Короткое упражнение 1: Верните без изменений строки записей от самого начала до строки, содержащей «POLYGON ((757 76, 738», включительно. Изображения в ответ не включайте.

Фрагмент источника:

● ● ● ● ● ● ●

Через несколько дней, как я узнал от сказанной госпожи, у него был сделан обыск, но еще за сутки вперед он был предупрежден полицией, что у него будет обыск, а потому все, что могло компрометировать, было или уничтожено или скрыто.
Приблизительно в это время произошел в Москве крестьянский съезд. О том, что будет такой съезд, я узнал из газет. Я телеграфировал генерал-губернатору, прося его обратить внимание на этот съезд, так как из газет было совершенно ясно, что к съезду этому в значительной степени прилепились такие элементы, которые если и интересуются благополучием крестьян, то, главным образом, для них крестьянский съезд служит боевым революционным оружием.
Я никакого ответа от генерал-губернатора не получил; на другой день съезд открылся. Судя по газетам, там происходили выступы чисто революционного характера, и через несколько дней съезд сам по себе закрылся, когда достаточно протрубили революционные мотивы. Только после закрытия съезда я получил от генерал-губернатора телеграмму, что съезд закрылся.
Все подобные попустительства творились под волшебным влиянием динамитных бомб.
Сколько в последние годы мне пришлось встречать людей в прессе (не далее, как старик и сын Суворин, которого фельетонист Дорошевич прозвал для краткости С. С.), в правительстве, в обществе, которые теперь кричат, что в то время “правительство ушло”, “бездействовало”, “перепугалось”, и которые именно в то время и составляли стаю пугливых ворон, которые освободительному движению не сочувствовали, боялись за свой карман и свои привилегии, но не только не имели мужества идти против пего, не только молчали, но исподтишка ему подмигивали, боясь как-нибудь не попасть под удары революционных бомб и пули браунингов...
На 9 ноября было назначено заседание Совета под председательством его величества в Царском Селе, как выразился в записочке ко мне государь, “для личного доклада министра юстиции в присутствии совета”. Как оказалось потом — дли устройства похорон министру юстиции, честнейшему и прекраснейшему человеку и юристу С. С. Манухину, но об этом мне еще придется говорить далее.

● ● ● ● ● ● ●

Короткое упражнение 2: Продолжите мемуарный фрагмент о крестьянском съезде и заседании Совета, начав сразу после его последнего предложения.

● ● ● ● ● ● ●

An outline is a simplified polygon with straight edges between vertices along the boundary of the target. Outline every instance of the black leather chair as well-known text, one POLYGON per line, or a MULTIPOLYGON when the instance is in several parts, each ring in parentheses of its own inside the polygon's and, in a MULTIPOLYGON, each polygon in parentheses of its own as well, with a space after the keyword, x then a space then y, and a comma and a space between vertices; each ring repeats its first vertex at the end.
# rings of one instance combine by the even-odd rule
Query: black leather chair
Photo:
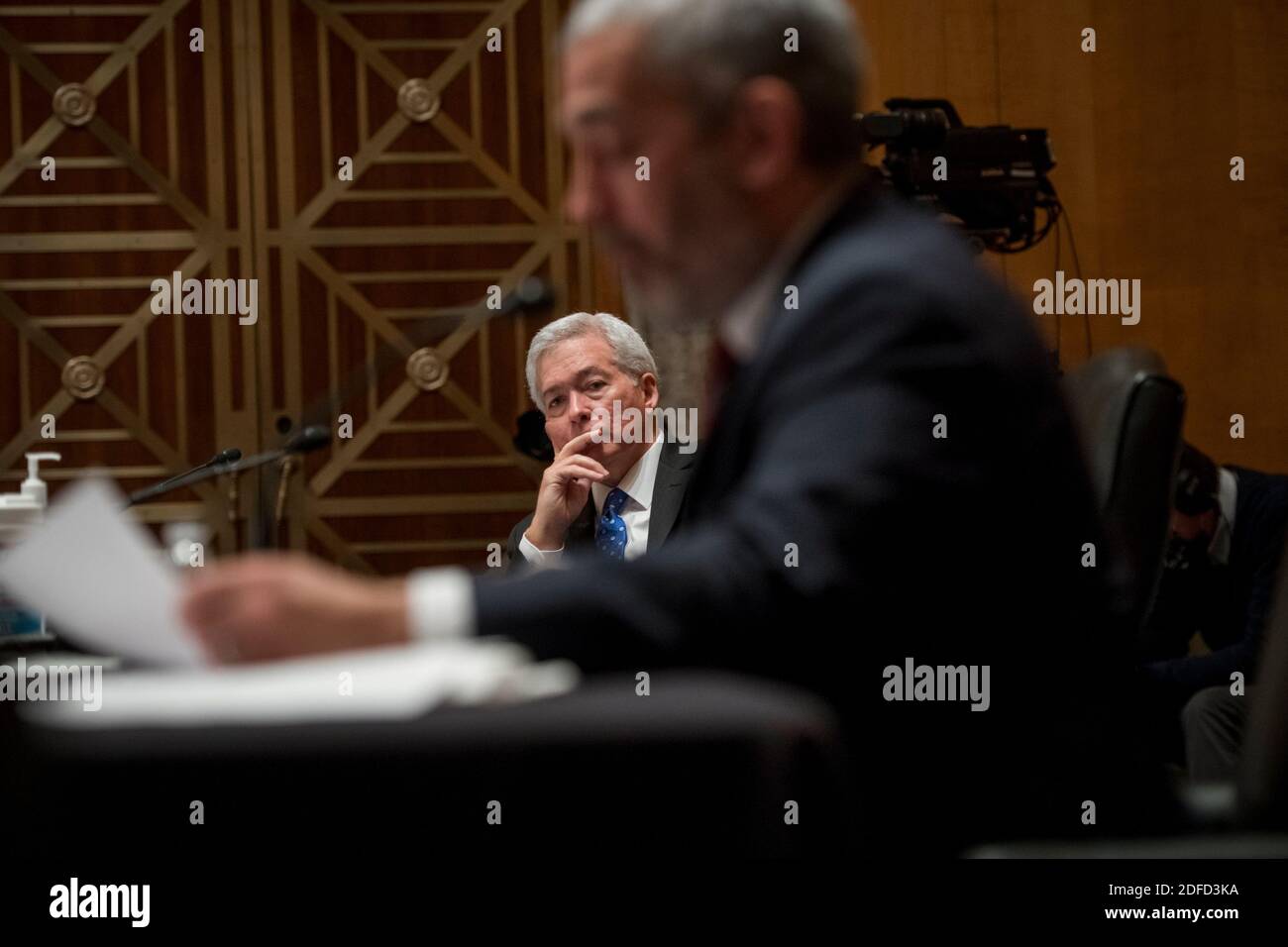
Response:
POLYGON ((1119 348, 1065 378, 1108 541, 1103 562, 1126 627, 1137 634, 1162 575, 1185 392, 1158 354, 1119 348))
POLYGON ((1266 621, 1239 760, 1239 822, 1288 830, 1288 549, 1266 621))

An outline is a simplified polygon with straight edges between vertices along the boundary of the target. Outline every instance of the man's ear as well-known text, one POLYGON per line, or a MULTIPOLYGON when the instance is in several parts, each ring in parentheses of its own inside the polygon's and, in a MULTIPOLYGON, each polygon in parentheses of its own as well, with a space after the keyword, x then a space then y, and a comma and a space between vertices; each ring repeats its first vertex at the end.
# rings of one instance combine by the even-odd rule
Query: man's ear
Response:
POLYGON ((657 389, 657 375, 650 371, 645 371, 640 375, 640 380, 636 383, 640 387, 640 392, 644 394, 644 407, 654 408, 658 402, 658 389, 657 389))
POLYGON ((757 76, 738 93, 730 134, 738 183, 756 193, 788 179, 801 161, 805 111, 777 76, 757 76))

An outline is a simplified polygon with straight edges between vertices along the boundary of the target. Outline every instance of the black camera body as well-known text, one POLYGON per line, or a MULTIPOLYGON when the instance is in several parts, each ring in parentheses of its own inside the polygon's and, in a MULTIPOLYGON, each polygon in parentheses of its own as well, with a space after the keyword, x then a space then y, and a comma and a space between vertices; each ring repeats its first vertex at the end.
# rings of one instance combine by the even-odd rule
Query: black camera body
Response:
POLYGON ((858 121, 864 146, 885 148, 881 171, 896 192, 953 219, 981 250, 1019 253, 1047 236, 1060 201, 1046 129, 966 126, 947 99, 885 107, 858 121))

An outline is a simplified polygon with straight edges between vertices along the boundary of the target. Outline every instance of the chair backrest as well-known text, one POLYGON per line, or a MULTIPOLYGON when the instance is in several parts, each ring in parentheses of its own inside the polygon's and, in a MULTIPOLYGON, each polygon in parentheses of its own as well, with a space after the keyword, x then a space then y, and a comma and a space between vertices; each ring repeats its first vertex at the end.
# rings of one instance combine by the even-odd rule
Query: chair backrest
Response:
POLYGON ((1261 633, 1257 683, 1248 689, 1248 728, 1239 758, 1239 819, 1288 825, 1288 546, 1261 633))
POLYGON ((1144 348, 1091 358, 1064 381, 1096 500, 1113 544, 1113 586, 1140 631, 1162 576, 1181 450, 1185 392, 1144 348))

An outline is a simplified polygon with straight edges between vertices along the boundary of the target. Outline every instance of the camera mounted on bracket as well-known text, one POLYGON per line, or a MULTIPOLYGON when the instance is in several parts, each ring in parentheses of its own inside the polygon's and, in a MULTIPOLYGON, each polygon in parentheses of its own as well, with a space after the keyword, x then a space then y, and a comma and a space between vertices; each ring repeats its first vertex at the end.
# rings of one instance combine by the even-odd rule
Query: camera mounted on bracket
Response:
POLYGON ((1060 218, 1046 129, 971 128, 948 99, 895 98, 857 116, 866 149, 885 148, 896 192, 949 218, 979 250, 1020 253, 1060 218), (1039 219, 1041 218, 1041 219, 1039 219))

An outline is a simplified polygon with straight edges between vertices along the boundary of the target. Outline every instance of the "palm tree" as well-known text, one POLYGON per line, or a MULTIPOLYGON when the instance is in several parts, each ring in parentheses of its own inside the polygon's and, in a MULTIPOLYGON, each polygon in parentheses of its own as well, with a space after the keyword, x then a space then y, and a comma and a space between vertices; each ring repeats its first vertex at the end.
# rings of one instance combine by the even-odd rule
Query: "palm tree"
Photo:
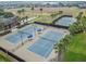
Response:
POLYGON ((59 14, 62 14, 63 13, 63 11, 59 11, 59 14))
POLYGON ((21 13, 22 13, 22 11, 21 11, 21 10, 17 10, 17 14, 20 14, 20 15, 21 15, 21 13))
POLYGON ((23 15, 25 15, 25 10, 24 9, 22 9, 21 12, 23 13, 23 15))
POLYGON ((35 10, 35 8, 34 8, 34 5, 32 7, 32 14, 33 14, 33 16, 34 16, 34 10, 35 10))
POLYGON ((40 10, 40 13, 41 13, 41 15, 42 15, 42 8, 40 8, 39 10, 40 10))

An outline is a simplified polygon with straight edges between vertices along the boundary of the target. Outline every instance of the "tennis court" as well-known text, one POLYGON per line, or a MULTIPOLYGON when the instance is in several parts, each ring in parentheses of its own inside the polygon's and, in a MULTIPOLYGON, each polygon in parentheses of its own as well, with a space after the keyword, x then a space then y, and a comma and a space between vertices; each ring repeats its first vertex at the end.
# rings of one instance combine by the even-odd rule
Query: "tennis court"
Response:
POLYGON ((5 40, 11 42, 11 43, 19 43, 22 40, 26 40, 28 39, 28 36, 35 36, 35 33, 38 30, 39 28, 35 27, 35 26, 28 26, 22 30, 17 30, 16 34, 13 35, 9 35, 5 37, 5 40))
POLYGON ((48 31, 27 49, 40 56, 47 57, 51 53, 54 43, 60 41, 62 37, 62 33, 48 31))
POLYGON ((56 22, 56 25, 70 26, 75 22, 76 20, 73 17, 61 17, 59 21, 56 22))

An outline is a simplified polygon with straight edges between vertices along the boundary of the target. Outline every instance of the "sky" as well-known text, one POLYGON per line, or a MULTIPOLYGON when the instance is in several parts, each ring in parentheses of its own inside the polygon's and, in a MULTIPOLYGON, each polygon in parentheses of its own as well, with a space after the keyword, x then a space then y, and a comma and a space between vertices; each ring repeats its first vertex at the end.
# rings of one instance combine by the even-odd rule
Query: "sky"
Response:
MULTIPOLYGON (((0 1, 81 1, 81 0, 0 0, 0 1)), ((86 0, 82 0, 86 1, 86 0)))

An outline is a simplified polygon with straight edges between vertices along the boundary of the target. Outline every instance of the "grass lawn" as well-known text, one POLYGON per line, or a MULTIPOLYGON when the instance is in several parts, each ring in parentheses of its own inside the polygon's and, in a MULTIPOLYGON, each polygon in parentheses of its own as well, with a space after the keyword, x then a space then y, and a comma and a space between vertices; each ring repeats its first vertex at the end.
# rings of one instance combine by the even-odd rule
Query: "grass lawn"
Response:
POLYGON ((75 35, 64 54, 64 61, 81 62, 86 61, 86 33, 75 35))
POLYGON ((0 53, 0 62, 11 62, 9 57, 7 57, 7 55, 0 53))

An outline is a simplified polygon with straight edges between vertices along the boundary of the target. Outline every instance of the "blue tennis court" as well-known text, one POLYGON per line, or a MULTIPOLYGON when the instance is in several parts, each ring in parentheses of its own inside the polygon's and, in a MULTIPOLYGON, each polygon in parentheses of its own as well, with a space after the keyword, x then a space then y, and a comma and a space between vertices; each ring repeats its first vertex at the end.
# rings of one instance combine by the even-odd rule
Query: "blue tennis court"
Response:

● ● ● ● ● ● ●

Результат упражнения 1:
An outline is a simplified polygon with straight edges between vertices along the boundary of the target. Outline every instance of the black leather chair as well-known text, one POLYGON per line, or a MULTIPOLYGON when the instance is in several parts, each ring in parentheses of its own inside the polygon's and, in a MULTIPOLYGON, each polygon in parentheses of its own as well, with a space after the keyword, x then a space then y, and a comma and a space between vertices; each ring repeats its first vertex at the end.
# rings of one instance combine by the even-odd rule
Query: black leather chair
Photo:
Response:
POLYGON ((1119 348, 1065 378, 1108 541, 1103 562, 1126 627, 1137 634, 1162 575, 1185 392, 1158 354, 1119 348))
POLYGON ((1266 621, 1239 760, 1239 822, 1288 830, 1288 549, 1266 621))

An outline is a simplified polygon with straight edges between vertices along the boundary of the target. Outline every instance of the man's ear as well-known text, one POLYGON per line, or a MULTIPOLYGON when the instance is in several parts, each ring in parentheses of its own inside the polygon's and, in a MULTIPOLYGON, each polygon in parentheses of its own as well, with a space after the keyword, x then a space then y, and a comma and a space between vertices; each ring repeats its first vertex at the end.
# rings of one instance combine by the even-odd rule
Query: man's ear
Response:
POLYGON ((657 389, 657 375, 650 371, 645 371, 640 375, 640 380, 636 383, 640 387, 640 392, 644 394, 644 407, 654 408, 658 402, 658 389, 657 389))
POLYGON ((757 76, 738 93, 730 134, 738 183, 756 193, 788 179, 801 161, 805 111, 777 76, 757 76))

Результат упражнения 2:
За несколько дней до этого заседания я уже начал получать из московского источника самые тревожные сведения. После заседания я пошел за государем и сказал ему, что необходимо немедленно назначить в Москву решительного и твердого человека, иначе я не ручаюсь, что Москва не попадет во власть революционеров, и наступит анархия, что это необходимо сделать немедленно.
Государю, видимо, было неприятно, что я его остановил, но он мне все-таки любезно сказал, что Булыгин от предложения отказался, находя себя для данного момента в Москве неподходящим, и тогда его величество меня опять спросил: “Кого же вы предлагаете?” Я опять ответил, что никого не знаю, кроме Дубасова, и уже энергично прибавил: “Позвольте вызвать Дубасова (он был в Курской губернии) и предложить ему немедленно занять пост московского генерал-губернатора”. Его величество ответил “хорошо”. Я сейчас же телеграфировал Дубасову, чтобы он немедленно вернулся и явился государю. Через несколько дней он уже был у меня, и я ему предложил скорее уехать в Москву и вступить в должность. Он туда и приехал за несколько дней до того момента, когда московское восстание начало разыгрываться. При назначении Дубасова я заметил, что он относился к Дурново не то что недоверчиво, но как-то несимпатично, если не употребить более энергичного выражения “гадливо”. Он меня просил по важнейшим делам переговариваться со мною по телефону непосредственно, на что я охотно согласился. Дурново к назначению Дубасова отнесся как-то равнодушно. О том, как отнесся Трепов, я не знаю, но, вероятно, довольно отрицательно, так как только этим я могу объяснить какую-то нерешительность государя в назначении Дубасова. Через самое короткое время по приезде Дубасова в Москву он меня вызвал по телефону и сказал, что хотя он и доверяет вполне здешним войскам и военному командованию (потом при свидании со мною сказал, что, приехавши в Москву, он убедился, что на войска и командование положиться нельзя, но, чтобы не компрометировать военной власти, он сказал иное), но что войск там мало, что он настоятельно требует усиления военной силы из Петербурга и просил моего настоятельного содействия.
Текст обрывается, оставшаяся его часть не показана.